Saved data entries:
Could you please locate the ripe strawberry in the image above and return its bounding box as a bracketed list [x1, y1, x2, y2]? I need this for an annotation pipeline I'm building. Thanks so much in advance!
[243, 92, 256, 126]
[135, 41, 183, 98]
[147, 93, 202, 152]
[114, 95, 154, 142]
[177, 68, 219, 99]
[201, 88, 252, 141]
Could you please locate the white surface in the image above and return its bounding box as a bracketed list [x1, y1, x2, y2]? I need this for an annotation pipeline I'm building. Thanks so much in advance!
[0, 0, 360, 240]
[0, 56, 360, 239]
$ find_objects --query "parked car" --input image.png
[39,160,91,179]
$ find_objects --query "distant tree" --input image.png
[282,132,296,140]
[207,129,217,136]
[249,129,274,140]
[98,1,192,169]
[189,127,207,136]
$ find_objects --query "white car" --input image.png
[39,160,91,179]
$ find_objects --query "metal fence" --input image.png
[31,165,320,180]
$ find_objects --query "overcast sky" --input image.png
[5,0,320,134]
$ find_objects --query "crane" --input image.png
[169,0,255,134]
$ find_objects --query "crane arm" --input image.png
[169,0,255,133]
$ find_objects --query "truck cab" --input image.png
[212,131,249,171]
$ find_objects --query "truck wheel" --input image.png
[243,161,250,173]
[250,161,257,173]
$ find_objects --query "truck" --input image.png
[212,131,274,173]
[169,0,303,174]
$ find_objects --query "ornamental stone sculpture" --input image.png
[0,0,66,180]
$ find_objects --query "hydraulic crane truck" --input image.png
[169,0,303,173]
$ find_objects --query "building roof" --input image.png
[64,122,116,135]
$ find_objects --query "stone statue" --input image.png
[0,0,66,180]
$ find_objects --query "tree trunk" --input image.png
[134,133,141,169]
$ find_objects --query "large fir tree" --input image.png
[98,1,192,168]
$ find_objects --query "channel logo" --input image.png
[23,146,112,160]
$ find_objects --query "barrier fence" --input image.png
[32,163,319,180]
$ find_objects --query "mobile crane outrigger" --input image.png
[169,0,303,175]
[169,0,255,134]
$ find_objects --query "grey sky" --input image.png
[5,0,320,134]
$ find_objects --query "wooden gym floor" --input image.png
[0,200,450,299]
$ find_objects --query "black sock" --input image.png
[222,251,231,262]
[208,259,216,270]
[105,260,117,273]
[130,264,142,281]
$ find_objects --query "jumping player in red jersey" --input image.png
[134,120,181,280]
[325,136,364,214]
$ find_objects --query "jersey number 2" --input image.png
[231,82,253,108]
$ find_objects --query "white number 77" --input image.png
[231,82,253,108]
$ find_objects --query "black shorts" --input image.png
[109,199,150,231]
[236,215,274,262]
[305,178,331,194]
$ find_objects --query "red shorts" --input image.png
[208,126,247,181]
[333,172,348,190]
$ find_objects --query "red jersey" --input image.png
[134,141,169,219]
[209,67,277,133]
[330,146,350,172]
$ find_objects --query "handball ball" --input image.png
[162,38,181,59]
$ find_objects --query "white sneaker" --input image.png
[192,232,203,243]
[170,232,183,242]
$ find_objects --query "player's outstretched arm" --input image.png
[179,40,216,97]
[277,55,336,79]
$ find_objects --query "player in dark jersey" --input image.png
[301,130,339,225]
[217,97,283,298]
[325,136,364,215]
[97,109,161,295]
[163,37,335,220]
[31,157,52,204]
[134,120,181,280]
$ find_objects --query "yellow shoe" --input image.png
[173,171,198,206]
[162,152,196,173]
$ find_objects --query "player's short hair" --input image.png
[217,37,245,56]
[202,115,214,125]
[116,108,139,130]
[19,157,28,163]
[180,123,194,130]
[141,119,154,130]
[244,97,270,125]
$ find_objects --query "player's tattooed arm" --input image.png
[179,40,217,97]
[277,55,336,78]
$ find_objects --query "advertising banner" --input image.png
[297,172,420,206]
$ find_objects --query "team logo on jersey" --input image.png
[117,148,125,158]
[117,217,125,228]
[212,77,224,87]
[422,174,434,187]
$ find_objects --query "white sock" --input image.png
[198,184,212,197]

▶ [Problem]: Starting at the first of the rows above and ending at the line containing "[169,0,303,173]", both included, rewrite every line, requests too, with each bounding-box coordinate in the answers multiplied by 1.75. Round each result to a whole number, with halves going up.

▶ [Complete response]:
Could you please locate the ripe strawberry in the image above and return its bounding box as a bracketed list [x1, y1, x2, y2]? I need this for an annotation pipeline I'm building. Thanks so much in advance!
[425, 161, 448, 221]
[236, 72, 320, 172]
[257, 163, 354, 266]
[200, 166, 270, 249]
[310, 119, 383, 173]
[352, 154, 441, 247]
Could you please locate the white surface in the image above and return its bounding box as a bracketed list [x1, y1, x2, y2]? I need this for an annotation pipeline I'm building. Thanks so much in advance!
[0, 0, 630, 420]
[0, 98, 630, 418]
$ find_objects --query "parked car" --input image.png
[68,280,159,313]
$ find_objects --query "distant tree" --input image.png
[494,231,518,245]
[362,226,380,238]
[436,226,480,245]
[172,2,336,296]
[331,222,362,238]
$ find_objects --query "white car" --input image.png
[68,280,159,313]
$ find_objects --query "metal fence" --input image.png
[54,289,560,315]
$ find_objects --query "overcast sky" --input image.png
[9,0,560,235]
$ find_objects --query "crane" --input image.png
[296,0,446,235]
$ find_objects --query "crane arm" --input image.png
[296,0,446,233]
$ find_objects --query "truck cab" --input image.png
[371,229,436,299]
$ find_objects --query "truck wheel" --input image.png
[425,282,438,303]
[438,282,450,303]
$ find_objects --query "truck" --input image.png
[371,229,480,303]
[296,0,530,305]
$ find_objects --query "ornamental stone sculpture" --input image.png
[0,0,116,315]
$ find_objects --query "hydraulic crane truck" --input image.png
[296,0,530,303]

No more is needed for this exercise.